§ WHAT YOU WILL DO
Rewrite the stretch of the records from the line containing "teeth. Report pixel corners as JSON arrays." through the line containing "[[184, 246, 205, 254]]" as a Markdown table with the columns Row and Line. Number each line and skip any blank ones.

§ INPUT DATA
#####

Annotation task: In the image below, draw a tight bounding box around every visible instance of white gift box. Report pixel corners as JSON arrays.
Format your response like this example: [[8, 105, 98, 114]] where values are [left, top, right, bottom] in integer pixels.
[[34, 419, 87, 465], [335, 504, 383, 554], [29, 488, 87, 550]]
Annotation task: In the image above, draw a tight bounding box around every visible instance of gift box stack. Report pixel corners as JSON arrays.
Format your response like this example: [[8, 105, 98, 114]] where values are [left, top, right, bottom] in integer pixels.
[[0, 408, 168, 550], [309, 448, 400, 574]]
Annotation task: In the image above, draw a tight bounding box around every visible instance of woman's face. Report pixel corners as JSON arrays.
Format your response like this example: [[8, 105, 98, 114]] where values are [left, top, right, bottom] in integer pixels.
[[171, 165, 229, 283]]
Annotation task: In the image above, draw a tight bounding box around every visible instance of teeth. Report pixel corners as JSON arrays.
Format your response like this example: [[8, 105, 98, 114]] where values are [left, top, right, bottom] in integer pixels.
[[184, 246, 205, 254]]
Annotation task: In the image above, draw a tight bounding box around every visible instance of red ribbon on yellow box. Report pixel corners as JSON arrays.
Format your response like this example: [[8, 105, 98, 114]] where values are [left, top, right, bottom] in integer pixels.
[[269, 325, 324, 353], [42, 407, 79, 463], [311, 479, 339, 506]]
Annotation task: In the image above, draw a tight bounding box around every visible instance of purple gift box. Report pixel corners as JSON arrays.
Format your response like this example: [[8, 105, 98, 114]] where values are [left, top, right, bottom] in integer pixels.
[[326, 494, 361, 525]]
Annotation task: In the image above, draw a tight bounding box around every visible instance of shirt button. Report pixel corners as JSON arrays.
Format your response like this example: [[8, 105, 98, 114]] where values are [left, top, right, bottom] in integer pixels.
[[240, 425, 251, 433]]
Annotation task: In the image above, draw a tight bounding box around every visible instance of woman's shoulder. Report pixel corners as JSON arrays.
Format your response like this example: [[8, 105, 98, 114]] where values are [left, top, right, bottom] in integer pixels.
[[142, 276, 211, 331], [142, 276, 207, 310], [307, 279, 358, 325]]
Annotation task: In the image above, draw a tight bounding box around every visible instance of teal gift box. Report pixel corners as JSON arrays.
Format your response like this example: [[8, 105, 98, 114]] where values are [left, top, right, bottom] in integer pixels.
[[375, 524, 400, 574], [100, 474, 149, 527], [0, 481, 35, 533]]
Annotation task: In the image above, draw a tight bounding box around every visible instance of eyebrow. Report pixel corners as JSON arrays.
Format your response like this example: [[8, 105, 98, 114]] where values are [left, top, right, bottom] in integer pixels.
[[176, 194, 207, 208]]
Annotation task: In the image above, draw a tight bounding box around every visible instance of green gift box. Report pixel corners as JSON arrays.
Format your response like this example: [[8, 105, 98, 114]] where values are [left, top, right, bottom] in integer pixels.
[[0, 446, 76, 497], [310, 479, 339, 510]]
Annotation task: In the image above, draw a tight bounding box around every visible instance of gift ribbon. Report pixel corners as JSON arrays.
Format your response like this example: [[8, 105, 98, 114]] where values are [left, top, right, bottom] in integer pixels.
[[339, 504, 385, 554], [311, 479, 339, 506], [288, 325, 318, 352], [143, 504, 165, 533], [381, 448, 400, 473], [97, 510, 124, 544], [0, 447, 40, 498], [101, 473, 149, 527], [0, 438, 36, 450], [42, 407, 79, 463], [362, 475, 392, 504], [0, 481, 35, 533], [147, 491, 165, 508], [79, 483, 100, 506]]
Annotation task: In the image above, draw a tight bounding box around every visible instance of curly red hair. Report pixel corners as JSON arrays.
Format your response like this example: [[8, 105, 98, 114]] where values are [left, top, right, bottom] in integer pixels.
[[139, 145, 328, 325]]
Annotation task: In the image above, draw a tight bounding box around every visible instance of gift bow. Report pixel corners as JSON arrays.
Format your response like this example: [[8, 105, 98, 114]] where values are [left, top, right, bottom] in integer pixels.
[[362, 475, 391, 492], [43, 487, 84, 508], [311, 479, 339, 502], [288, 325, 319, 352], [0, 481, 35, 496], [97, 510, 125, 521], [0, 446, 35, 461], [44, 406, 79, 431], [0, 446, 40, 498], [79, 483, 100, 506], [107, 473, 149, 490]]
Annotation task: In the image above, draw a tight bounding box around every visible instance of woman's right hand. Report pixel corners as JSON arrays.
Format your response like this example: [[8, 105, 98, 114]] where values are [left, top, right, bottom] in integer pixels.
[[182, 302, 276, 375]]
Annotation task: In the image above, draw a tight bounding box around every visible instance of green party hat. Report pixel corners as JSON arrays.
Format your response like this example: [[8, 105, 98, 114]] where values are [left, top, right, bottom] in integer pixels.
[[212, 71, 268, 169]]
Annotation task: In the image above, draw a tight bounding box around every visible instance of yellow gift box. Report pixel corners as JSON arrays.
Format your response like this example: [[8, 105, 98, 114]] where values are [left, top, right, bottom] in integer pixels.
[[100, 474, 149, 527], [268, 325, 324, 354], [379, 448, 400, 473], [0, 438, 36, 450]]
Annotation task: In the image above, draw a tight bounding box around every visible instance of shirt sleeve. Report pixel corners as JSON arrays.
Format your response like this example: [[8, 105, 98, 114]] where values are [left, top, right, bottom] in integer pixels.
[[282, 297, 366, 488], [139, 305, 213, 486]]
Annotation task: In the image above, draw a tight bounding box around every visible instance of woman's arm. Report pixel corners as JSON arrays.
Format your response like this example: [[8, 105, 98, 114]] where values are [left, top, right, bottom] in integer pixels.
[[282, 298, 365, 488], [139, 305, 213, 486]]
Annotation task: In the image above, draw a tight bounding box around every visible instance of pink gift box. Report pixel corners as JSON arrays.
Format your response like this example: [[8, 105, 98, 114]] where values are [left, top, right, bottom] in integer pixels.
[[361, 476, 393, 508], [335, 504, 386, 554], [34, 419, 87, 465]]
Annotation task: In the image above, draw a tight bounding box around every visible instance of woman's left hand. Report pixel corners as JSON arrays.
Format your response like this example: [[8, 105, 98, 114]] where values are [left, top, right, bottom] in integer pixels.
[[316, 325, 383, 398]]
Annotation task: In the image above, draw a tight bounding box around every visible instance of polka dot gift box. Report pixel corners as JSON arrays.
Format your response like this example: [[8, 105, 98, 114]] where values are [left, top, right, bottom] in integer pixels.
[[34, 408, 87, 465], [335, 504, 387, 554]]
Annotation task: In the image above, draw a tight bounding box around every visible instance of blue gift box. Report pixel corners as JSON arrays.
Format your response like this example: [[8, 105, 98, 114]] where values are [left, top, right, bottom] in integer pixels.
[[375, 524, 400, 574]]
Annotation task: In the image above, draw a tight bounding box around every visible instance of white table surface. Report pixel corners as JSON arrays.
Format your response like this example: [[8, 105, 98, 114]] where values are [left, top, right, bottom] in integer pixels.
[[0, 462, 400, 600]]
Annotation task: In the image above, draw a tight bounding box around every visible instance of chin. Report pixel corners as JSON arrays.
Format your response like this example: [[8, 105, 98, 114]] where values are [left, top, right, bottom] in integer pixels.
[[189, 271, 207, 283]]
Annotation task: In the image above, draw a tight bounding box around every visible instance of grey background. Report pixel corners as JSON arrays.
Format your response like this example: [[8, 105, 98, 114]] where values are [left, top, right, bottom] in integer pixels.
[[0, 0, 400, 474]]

#####

§ SOLUTION TO THE EXERCISE
| Row | Line |
|---|---|
| 1 | Annotation task: In the image above, draw a tight bounding box around every visible instance of teeth. Report pixel corners as JSON arrays. |
| 2 | Format your response like this example: [[8, 105, 98, 114]] where values are [left, top, right, bottom] in integer pixels. |
| 3 | [[184, 246, 205, 254]] |